→ **SOURCE EXCERPT**:
##############################

In this section we implement a class that generates an **artificially corrupted version** of the test corpus. This is necessary in order to stimulate real-world noisy inputs and evaluate the performance of the context-aware spelling corrector.

We firstly declare the class we will use

In [None]:
class ArtificialTestDataset:
    def __init__(self, sentences, error_prob=0.05, seed=None):
        """
        Initialize the artificial test dataset generator.

        Args:
            sentences (List[str]): List of clean sentences to corrupt.
            error_prob (float): Probability of replacing each non-space character.
            seed (int, optional): Random seed for reproducibility.
        """
        self.sentences = sentences
        self.error_prob = error_prob
        if seed is not None:
            random.seed(seed)
        # Character set for random replacements (excluding space)
        self.chars = list(string.ascii_letters + string.digits + string.punctuation)

    def _corrupt_char(self, c):
        # Do not corrupt whitespace; apply corruption with given probability
        if c.isspace() or random.random() > self.error_prob:
            return c
        # Choose a random replacement different from the original
        replacement = random.choice(self.chars)
        while replacement == c:
            replacement = random.choice(self.chars)
        return replacement

    def generate(self):
        """
        Generate the corrupted dataset.

        Returns:
            List[str]: Corrupted sentences.
        """
        corrupted = []
        for sentence in self.sentences:
            corrupted_sentence = ''.join(self._corrupt_char(c) for c in sentence)
            corrupted.append(corrupted_sentence)
        return corrupted

And then we test our generator

In [None]:
# Now, with test_corpus loaded, generate the corrupted dataset and display samples:
generator = ArtificialTestDataset(test_corpus, error_prob=0.05, seed=42)
corrupted_test_corpus = generator.generate()

print("Showing original vs. corrupted for first 5 sentences:")
print("=" * 60)
for orig, corrupt in zip(test_corpus[:5], corrupted_test_corpus[:5]):
    print(f"Original:  {orig}")
    print(f"Corrupted: {corrupt}")
    print("-" * 60)

Showing original vs. corrupted for first 5 sentences:
Original:  O beautiful for patriot dream that sees beyond the years thine alabaster cities gleam undimmed by human tears .

##############################

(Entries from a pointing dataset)
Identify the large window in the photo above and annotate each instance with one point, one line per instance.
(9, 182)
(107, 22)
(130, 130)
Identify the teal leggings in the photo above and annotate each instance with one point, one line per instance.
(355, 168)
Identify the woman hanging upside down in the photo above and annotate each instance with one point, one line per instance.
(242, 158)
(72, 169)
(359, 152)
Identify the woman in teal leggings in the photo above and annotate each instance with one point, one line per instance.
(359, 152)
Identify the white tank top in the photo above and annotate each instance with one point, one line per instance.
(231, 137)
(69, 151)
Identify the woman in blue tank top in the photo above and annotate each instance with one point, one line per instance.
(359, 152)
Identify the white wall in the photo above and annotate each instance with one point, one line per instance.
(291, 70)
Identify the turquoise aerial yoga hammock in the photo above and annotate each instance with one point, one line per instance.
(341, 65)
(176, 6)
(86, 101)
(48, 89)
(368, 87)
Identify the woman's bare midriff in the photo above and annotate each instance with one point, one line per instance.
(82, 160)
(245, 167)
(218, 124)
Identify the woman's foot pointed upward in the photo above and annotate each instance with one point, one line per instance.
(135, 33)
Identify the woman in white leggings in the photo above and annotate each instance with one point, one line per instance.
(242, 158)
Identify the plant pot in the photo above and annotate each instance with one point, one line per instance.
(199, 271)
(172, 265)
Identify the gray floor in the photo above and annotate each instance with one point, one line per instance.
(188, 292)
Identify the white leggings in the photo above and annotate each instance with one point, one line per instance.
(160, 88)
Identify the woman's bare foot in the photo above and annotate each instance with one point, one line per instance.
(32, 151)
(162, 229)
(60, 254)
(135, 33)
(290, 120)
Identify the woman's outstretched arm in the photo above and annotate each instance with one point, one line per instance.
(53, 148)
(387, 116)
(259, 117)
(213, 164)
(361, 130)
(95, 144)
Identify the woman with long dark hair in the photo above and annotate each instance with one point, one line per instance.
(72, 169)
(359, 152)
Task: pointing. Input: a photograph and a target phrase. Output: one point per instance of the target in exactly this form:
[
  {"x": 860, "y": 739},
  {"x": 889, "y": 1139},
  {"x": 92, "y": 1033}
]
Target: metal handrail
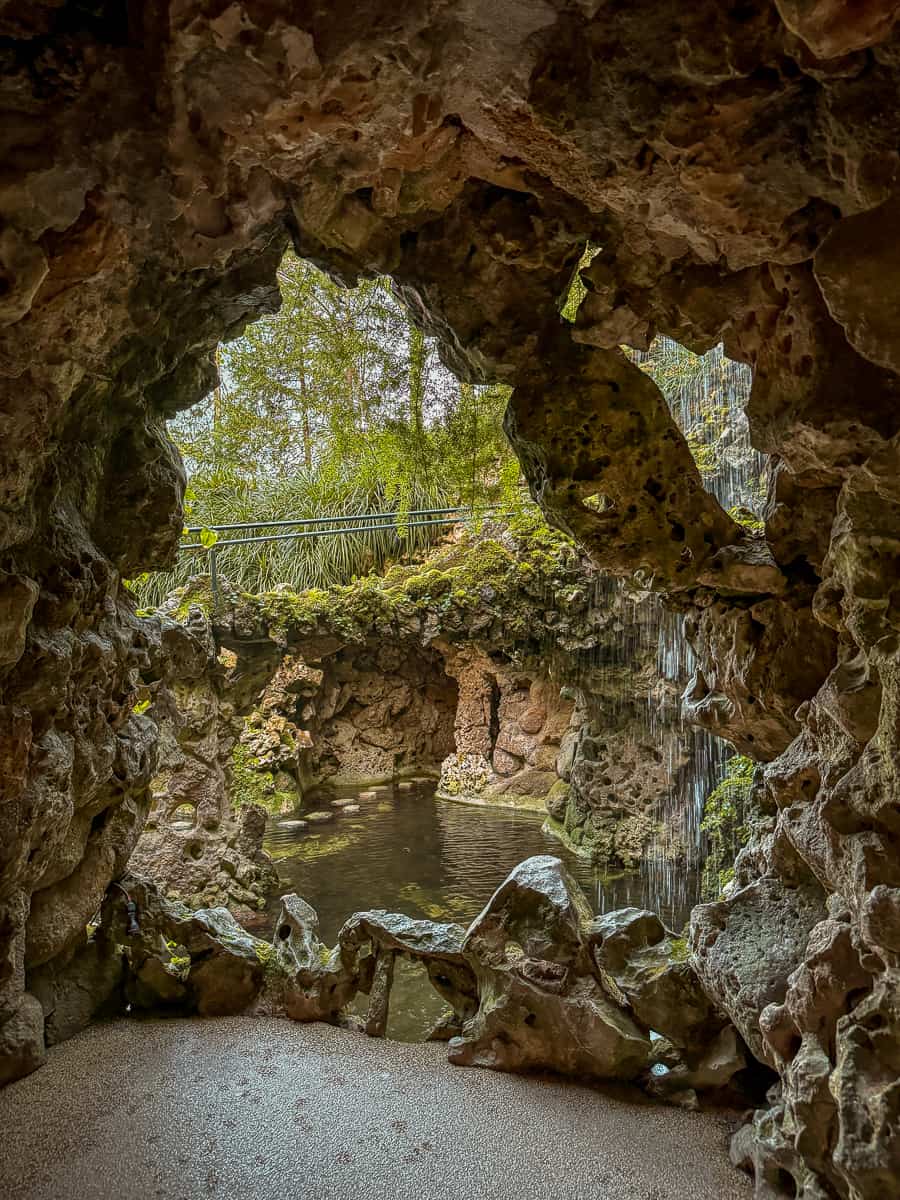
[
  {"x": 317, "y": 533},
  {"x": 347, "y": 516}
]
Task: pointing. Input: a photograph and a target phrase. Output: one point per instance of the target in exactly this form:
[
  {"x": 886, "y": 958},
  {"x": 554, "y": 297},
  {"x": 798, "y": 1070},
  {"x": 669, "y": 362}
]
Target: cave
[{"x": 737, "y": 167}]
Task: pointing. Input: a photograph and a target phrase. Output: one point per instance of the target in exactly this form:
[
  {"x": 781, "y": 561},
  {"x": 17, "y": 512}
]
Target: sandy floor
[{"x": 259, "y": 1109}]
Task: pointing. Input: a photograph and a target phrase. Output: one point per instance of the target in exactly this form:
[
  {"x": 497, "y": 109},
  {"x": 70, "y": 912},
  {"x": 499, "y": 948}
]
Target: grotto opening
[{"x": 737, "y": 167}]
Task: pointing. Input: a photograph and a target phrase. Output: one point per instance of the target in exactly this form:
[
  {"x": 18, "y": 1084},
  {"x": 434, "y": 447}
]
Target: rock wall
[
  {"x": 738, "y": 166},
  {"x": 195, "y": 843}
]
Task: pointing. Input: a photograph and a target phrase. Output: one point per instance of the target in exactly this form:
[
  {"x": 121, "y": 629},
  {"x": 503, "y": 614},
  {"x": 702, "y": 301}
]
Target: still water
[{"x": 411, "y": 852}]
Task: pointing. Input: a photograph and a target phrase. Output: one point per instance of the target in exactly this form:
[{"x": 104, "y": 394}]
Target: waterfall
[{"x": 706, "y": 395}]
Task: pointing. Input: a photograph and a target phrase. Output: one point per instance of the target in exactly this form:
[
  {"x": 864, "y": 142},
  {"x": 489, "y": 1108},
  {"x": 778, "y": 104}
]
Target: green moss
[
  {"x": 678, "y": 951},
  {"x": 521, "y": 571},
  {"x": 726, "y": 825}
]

##############################

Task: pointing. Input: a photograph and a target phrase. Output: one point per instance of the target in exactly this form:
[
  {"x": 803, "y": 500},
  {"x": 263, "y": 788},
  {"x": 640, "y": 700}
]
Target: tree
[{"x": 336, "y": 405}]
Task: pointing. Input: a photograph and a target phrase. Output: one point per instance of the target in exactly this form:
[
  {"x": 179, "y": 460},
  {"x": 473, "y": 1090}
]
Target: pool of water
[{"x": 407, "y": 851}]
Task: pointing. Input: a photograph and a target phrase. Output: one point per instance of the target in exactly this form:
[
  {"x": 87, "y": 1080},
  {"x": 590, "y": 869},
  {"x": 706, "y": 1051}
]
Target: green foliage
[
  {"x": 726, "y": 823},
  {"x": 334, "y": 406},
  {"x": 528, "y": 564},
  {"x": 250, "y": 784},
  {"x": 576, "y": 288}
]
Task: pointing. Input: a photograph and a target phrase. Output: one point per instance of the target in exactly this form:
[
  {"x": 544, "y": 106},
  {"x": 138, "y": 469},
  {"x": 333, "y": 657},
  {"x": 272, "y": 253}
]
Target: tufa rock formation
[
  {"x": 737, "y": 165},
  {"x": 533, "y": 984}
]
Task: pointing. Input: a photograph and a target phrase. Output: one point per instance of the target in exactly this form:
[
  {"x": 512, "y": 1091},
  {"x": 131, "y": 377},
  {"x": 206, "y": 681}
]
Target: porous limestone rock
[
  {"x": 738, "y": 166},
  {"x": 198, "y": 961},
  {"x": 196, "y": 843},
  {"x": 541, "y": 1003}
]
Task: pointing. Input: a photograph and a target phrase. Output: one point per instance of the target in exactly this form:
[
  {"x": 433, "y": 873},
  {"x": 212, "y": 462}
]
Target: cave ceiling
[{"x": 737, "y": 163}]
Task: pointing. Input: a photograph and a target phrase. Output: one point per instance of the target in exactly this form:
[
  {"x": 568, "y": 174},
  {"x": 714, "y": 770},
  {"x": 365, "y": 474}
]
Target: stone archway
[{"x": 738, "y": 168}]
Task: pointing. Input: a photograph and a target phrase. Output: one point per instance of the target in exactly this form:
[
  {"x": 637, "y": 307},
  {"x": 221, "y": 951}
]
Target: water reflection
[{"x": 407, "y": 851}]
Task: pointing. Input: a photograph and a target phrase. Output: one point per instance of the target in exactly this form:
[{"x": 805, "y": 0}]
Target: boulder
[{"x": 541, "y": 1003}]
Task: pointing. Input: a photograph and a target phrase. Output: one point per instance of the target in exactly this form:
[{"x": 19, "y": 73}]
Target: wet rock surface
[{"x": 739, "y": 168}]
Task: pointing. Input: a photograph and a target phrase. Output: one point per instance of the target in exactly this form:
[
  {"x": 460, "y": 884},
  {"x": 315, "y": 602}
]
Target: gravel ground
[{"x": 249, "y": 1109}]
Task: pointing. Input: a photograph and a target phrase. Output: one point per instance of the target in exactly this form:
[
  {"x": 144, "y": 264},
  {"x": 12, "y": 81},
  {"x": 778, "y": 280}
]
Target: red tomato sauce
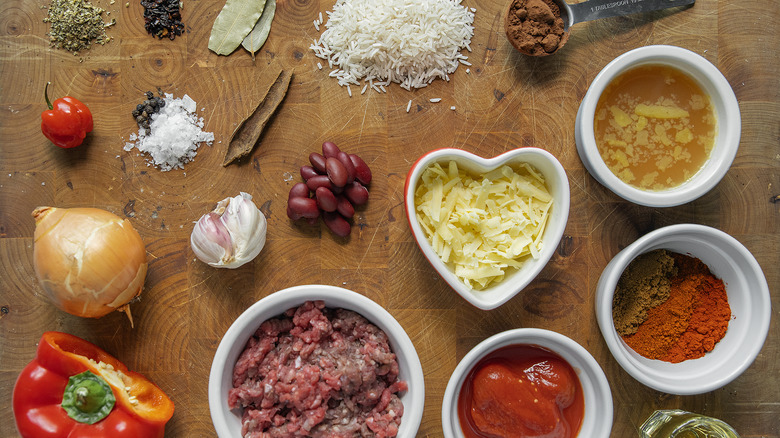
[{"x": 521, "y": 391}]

##############################

→ **TASK LIST**:
A. Duplicate the notebook excerpt between "In this section" and "seed for reproducibility.", inclusive.
B. According to the notebook excerpt, why does the ArtificialTestDataset constructor accept a seed argument?
These entries are separate material and are unrelated to the notebook excerpt.

→ **ANSWERS TO THE EXERCISES**:
A.
In this section we implement a class that generates an **artificially corrupted version** of the test corpus. This is necessary in order to stimulate real-world noisy inputs and evaluate the performance of the context-aware spelling corrector.

We firstly declare the class we will use

In [None]:
class ArtificialTestDataset:
    def __init__(self, sentences, error_prob=0.05, seed=None):
        """
        Initialize the artificial test dataset generator.

        Args:
            sentences (List[str]): List of clean sentences to corrupt.
            error_prob (float): Probability of replacing each non-space character.
            seed (int, optional): Random seed for reproducibility.

B. The seed argument makes the corruption reproducible. When a seed is given, the constructor passes it to random.seed, so the same random character replacements occur on each run.